#### Required action
Look through the listing underneath for "flower", and copy every line that has it.

#### Records for this task

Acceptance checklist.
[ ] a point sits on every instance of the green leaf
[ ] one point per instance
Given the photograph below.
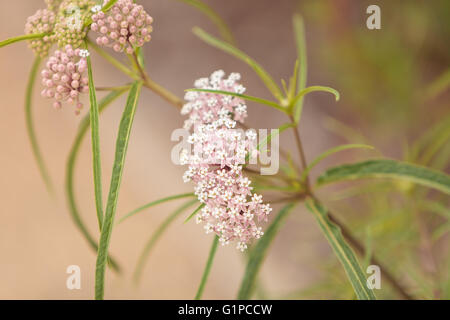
(95, 138)
(328, 153)
(342, 250)
(300, 40)
(155, 237)
(154, 203)
(200, 207)
(22, 38)
(212, 253)
(116, 177)
(263, 74)
(243, 96)
(70, 168)
(224, 30)
(258, 253)
(385, 168)
(30, 126)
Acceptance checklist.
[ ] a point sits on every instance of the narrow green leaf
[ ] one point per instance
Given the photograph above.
(113, 61)
(258, 253)
(95, 138)
(200, 207)
(300, 40)
(70, 169)
(212, 253)
(224, 30)
(385, 168)
(342, 250)
(22, 38)
(155, 237)
(30, 126)
(243, 96)
(263, 74)
(328, 153)
(154, 203)
(116, 177)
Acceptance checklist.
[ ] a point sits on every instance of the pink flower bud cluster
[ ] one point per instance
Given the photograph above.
(63, 77)
(231, 209)
(125, 26)
(53, 5)
(71, 17)
(42, 21)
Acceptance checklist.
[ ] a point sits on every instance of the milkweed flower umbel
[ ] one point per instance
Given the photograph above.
(53, 5)
(230, 209)
(43, 21)
(70, 22)
(125, 26)
(64, 78)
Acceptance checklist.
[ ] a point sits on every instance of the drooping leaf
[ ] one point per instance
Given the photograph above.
(224, 30)
(342, 250)
(155, 237)
(305, 91)
(70, 169)
(116, 177)
(329, 152)
(212, 254)
(95, 139)
(154, 203)
(30, 126)
(263, 74)
(258, 253)
(300, 40)
(385, 168)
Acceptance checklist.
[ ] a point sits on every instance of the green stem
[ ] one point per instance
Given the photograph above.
(113, 61)
(30, 126)
(116, 178)
(70, 169)
(95, 138)
(155, 237)
(212, 253)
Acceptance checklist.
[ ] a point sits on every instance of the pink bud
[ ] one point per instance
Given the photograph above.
(75, 84)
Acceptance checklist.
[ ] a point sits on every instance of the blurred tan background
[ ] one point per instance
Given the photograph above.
(37, 237)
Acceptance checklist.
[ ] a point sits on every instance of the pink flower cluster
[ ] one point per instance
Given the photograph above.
(63, 77)
(70, 22)
(42, 21)
(230, 208)
(125, 26)
(53, 5)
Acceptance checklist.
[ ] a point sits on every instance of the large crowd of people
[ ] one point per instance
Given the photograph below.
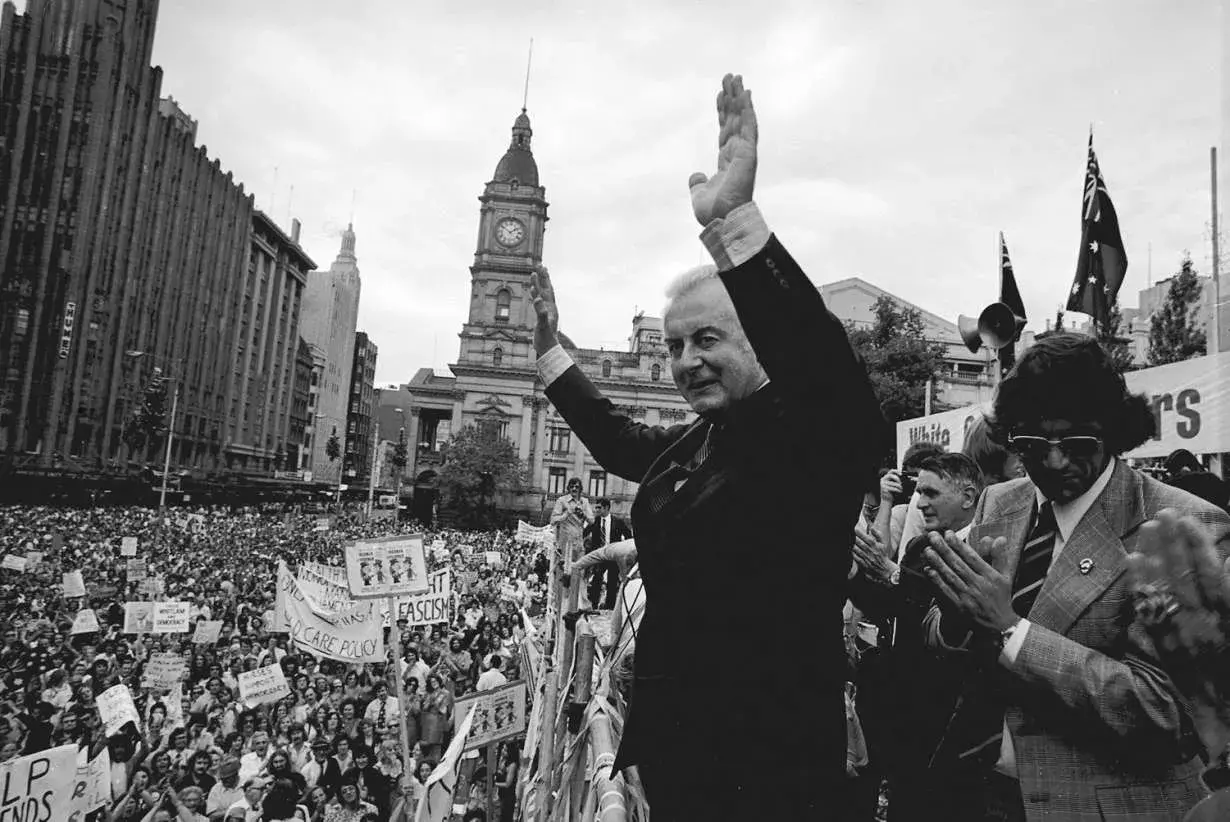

#### Answer space
[ ] a point sits on every instance of the pink flower bud cluster
[ ] a point sits on every instance of the milkweed flower umbel
[ ] a point sits on every instance of the pink flower cluster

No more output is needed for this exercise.